Documento di origine →

Quando si parla di greenwashing, oltre a suggerire come difendersi come consumatori e consumatrici da pratiche commerciali fuorvianti, è bene responsabilizzare quelle aziende che sempre più spesso, consapevolmente o meno, lo praticano.
Per questo l’Autorità garante della concorrenza e del mercato del Regno Unito, cioè la Competition and Markets Authority (CMA), ha ideato una guida pratica rivolta ai marchi di moda che spiega, anche attraverso esempi pratici, cosa fare e cosa evitare quando si elaborano dichiarazioni ambientali e green claim sui prodotti.
La guida Green claims in fashion – che si basa sul Green Claims Code redatto sempre da CMA – si applica a tutti i comparti del settore, in particolare ai rivenditori ma anche ai produttori, ai fornitori e ai distributori. “Ovunque vi troviate nella catena di fornitura, – scrive CMA in una nota – avete la responsabilità di assicurarvi che le vostre dichiarazioni siano accurate e supportate. In caso contrario, rischiate di infrangere la legge, di dover rimborsare i vostri clienti e di danneggiare in modo significativo la reputazione della vostra azienda”.
La guida contiene consigli pratici su come i marchi di moda dovrebbero, tra le altre cose:
- fornire informazioni chiare, accurate e complete sui loro prodotti
- assicurarsi che i criteri utilizzati per decidere quali articoli nelle collezioni “ecologiche” siano chiaramente definiti e specifichino qualsiasi requisito minimo
- essere specifici quando si utilizzano filtri o altri strumenti di navigazione per la ricerca di prodotti ecologici
- esplicitare se l’indicazione si basa solo su parti specifiche del ciclo di vita di un prodotto.

Estratto dei dati →
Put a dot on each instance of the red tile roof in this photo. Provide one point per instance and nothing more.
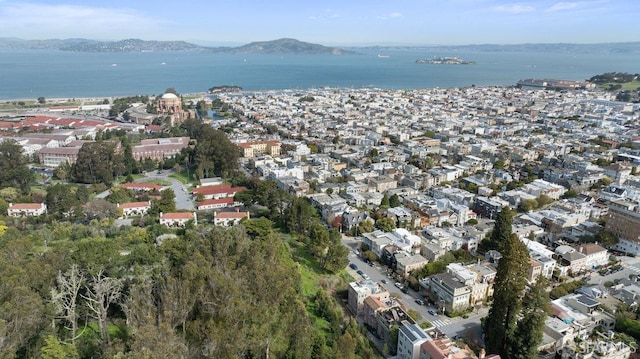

Il Suo compito →
Trascriva parola per parola il passo del testo sulla guida della CMA contro il greenwashing nella moda, a partire da “La guida contiene” e fino a “di un prodotto.”.

Esito del compito →
La guida contiene consigli pratici su come i marchi di moda dovrebbero, tra le altre cose:
- fornire informazioni chiare, accurate e complete sui loro prodotti
- assicurarsi che i criteri utilizzati per decidere quali articoli nelle collezioni “ecologiche” siano chiaramente definiti e specifichino qualsiasi requisito minimo
- essere specifici quando si utilizzano filtri o altri strumenti di navigazione per la ricerca di prodotti ecologici
- esplicitare se l’indicazione si basa solo su parti specifiche del ciclo di vita di un prodotto.